| SELECTED EXTRACT |
The Respondent has spent considerable resources in creating goodwill with consumers through its registration of the disputed domain name.   He has thus generated a mutually beneficial business relationship between the parties.  Details of the submissions by both Complainant and Respondent on the question of whether there was an agreement between them, will be considered later in this decision.

 

FINDINGS

a)    There was no agreement between the parties for the Respondent to register the disputed domain name or to become a distributor of the Complainant’s products;

b)    The disputed domain name is confusingly similar to the Complainant's marks;

c)    The Respondent has no rights or legitimate interests in the disputed domain name;

d)    The Respondent registered and is using the disputed domain name in bad faith.

 

IS THE DISPUTE ONE APPROPRIATELY DECIDED UNDER THE POLICY?

 

Numerous cases under the Policy have shown that its purpose is to combat abusive domain name registrations and not to provide a prescriptive code for resolving more complex disputes.  Procedures under the Policy are just not suitable for determining contractual disputes since no oral evidence is heard.  There is usually evidence available in such cases which cannot be available to a Panel which is unable to resolve credibility issues. 

 

See, for example, Luvilon Indus.MV v Top Serve Tennis Pty Ltd (WIPO Decision DAU 2005-004) and Everingham Bros Bait Co v Contigo Visual (NAF FA440219). 

 

Yet the Panel has a discretion to consider whether or not it has jurisdiction.  If there is sufficient evidence for it properly to decide the dispute under the Policy, it may proceed to review the case on the merits: see Weber-Stephen Prod Co v Armitage Hardware (WIPO Decision D2000-0187). 

 

The Panel must realise that its jurisdiction is limited to providing a remedy for abusive registration.  No decision of a Panel can prevent either party from suing the other in an appropriate Court on the basis of a contractual dispute. 

 

Mr Morgan of the Complainant deposed that, in early 2013, he spoke to Mr Carmody acting for the Respondent after the Respondent had expressed an interest in purchasing products directly from the Complainant for resale to consumers in Michigan.  Mr Carmody requested an exclusive distribution agreement with the Complainant for that state.  Mr Cullen said that he would not consider an exclusive agreement but was willing to consider some level of collaboration.  A written agreement would need to be concluded and the Complainant would need to have control over its brand.  No agreement was reached in this conversation. 

 

Mr Carmody asserts that in early 2013, he had telephone discussions with the Complainant’s Mr Morgan who expressed the Complainant’s wish not to sell on the Internet but to have distributors of its products.  In April 2013, the Complainant’s website showed a minimal presence of the Complainant.

 

The Respondent alleges an oral agreement concluded between Mr Carmody and Mr Morgan.  In its Response and Additional Submission, the basis for this contention comes from Mr Carmody’s discussions with representatives of the Complainant.

 

A letter dated August 22, 2013, (said to have been by registered post) was written by Mr Cullen of the Complainant which asserted that there was no agreement between the parties.  The letter which stated inter alia  "since you do not have a formal agreement with (the Complainant)"  requested the Respondent to ‘cease and desist’ using the Complainant's mark in the domain name.

| PROBLEM 1 |
Pick out every line of the rows below that contains the word "arch", treating uppercase and lowercase as different.

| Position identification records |
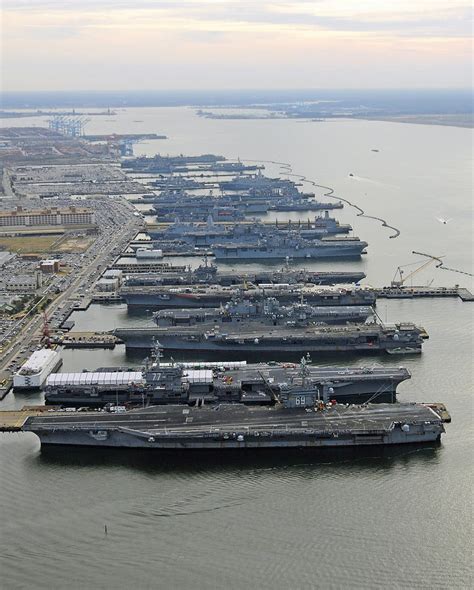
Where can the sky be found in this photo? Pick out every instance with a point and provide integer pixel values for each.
(233, 44)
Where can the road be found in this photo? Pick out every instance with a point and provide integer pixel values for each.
(106, 243)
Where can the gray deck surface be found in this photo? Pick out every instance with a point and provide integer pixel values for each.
(179, 420)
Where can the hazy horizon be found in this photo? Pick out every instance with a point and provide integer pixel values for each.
(152, 45)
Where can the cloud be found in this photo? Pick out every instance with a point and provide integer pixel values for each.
(435, 18)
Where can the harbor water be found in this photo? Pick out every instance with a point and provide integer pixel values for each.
(392, 518)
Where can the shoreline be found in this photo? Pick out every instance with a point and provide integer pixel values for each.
(465, 121)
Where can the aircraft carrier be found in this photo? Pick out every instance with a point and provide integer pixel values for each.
(172, 383)
(161, 297)
(290, 247)
(244, 312)
(299, 421)
(209, 274)
(247, 341)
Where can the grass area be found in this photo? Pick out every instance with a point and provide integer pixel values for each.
(48, 244)
(72, 244)
(28, 244)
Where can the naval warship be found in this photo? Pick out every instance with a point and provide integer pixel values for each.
(289, 246)
(159, 382)
(245, 340)
(163, 296)
(208, 273)
(267, 311)
(298, 420)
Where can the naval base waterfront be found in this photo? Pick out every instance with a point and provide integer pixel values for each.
(204, 518)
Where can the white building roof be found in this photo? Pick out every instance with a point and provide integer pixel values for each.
(198, 375)
(96, 378)
(38, 360)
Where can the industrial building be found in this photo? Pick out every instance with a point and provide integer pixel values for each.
(43, 217)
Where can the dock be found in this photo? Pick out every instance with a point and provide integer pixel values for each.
(87, 340)
(13, 420)
(403, 292)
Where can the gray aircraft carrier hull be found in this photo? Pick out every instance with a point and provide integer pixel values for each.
(238, 427)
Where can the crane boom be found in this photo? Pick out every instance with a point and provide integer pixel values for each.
(399, 282)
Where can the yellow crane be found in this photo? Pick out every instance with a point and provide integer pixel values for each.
(401, 277)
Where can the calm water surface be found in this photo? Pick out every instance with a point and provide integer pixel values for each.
(393, 518)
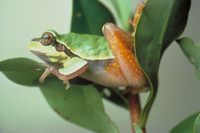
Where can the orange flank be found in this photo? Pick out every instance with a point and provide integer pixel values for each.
(121, 44)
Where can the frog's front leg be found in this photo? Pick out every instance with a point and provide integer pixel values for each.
(71, 68)
(65, 78)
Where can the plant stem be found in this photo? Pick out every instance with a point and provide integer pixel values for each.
(135, 110)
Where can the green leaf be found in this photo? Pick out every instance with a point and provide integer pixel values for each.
(161, 23)
(89, 16)
(189, 125)
(81, 105)
(192, 52)
(22, 70)
(122, 12)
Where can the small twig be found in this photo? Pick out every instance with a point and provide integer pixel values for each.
(134, 109)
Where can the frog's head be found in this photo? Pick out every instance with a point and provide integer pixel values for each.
(48, 49)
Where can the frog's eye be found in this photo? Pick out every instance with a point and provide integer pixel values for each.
(47, 38)
(60, 48)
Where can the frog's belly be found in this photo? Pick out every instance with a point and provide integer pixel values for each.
(106, 73)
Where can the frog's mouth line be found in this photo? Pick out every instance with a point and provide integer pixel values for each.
(41, 56)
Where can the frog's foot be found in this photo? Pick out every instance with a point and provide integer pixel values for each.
(49, 70)
(138, 14)
(65, 78)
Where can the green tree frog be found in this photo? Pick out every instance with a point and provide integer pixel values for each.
(111, 64)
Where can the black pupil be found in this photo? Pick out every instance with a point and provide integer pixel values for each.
(46, 36)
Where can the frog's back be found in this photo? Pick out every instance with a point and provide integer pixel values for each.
(89, 47)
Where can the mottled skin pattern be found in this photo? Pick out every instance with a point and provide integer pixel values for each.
(121, 71)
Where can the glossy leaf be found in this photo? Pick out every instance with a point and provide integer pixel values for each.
(122, 11)
(189, 125)
(161, 23)
(81, 105)
(137, 128)
(22, 70)
(192, 52)
(89, 16)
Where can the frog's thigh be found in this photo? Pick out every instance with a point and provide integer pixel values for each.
(121, 45)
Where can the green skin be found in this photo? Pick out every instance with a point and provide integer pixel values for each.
(85, 58)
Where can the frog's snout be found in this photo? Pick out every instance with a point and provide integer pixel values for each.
(35, 39)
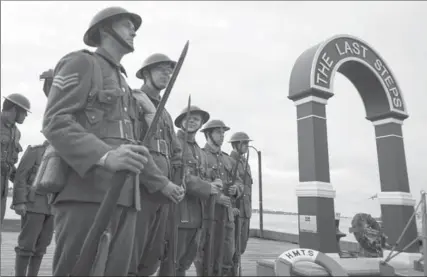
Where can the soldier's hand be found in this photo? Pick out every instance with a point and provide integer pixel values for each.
(216, 186)
(232, 190)
(224, 201)
(236, 212)
(20, 209)
(173, 192)
(127, 157)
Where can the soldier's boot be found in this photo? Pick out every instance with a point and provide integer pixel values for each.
(180, 272)
(34, 266)
(199, 268)
(21, 265)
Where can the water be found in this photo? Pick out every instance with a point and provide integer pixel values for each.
(274, 222)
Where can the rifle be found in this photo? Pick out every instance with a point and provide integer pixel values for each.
(169, 262)
(226, 212)
(84, 265)
(237, 257)
(210, 233)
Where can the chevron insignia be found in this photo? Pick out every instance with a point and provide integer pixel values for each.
(63, 82)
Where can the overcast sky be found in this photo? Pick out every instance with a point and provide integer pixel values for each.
(238, 68)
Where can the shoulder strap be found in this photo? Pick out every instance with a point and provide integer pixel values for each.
(97, 80)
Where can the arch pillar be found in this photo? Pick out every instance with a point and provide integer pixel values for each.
(397, 203)
(314, 191)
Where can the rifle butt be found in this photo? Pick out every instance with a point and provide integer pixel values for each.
(103, 217)
(100, 263)
(52, 173)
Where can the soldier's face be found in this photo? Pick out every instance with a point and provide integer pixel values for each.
(244, 146)
(125, 29)
(218, 135)
(161, 75)
(21, 114)
(194, 122)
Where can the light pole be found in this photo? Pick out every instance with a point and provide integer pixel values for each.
(261, 222)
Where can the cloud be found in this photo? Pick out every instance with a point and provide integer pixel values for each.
(238, 68)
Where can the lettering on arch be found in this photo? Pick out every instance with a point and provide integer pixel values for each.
(334, 52)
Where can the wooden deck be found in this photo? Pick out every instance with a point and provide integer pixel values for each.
(257, 249)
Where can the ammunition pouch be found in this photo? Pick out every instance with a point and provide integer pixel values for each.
(159, 146)
(52, 173)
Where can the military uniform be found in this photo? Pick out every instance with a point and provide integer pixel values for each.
(10, 148)
(245, 202)
(220, 166)
(90, 111)
(191, 207)
(152, 219)
(37, 223)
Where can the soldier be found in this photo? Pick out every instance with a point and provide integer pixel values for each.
(14, 110)
(198, 189)
(220, 165)
(33, 207)
(91, 120)
(165, 148)
(240, 143)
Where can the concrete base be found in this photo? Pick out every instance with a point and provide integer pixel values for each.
(354, 267)
(404, 258)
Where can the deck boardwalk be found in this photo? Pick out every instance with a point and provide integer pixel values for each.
(257, 249)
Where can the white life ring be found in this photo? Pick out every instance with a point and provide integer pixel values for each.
(284, 263)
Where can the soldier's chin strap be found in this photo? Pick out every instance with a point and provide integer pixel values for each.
(110, 30)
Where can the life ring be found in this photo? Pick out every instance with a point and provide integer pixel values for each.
(285, 262)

| PROBLEM 2 |
Quote the passage of the domain name decision above between "d)    The Respondent" and "Visual (NAF FA440219).", inclusive.

| TASK SOLUTION 1 |
Where can the arch pillar be found in this photo? Pick out every instance with a point and provide integer pixel values for each.
Where can the lettering on arch be found in this photo? Pick out every instance with a point and provide integer pixel values for each.

| TASK SOLUTION 2 |
d)    The Respondent registered and is using the disputed domain name in bad faith.

 

IS THE DISPUTE ONE APPROPRIATELY DECIDED UNDER THE POLICY?

 

Numerous cases under the Policy have shown that its purpose is to combat abusive domain name registrations and not to provide a prescriptive code for resolving more complex disputes.  Procedures under the Policy are just not suitable for determining contractual disputes since no oral evidence is heard.  There is usually evidence available in such cases which cannot be available to a Panel which is unable to resolve credibility issues. 

 

See, for example, Luvilon Indus.MV v Top Serve Tennis Pty Ltd (WIPO Decision DAU 2005-004) and Everingham Bros Bait Co v Contigo Visual (NAF FA440219).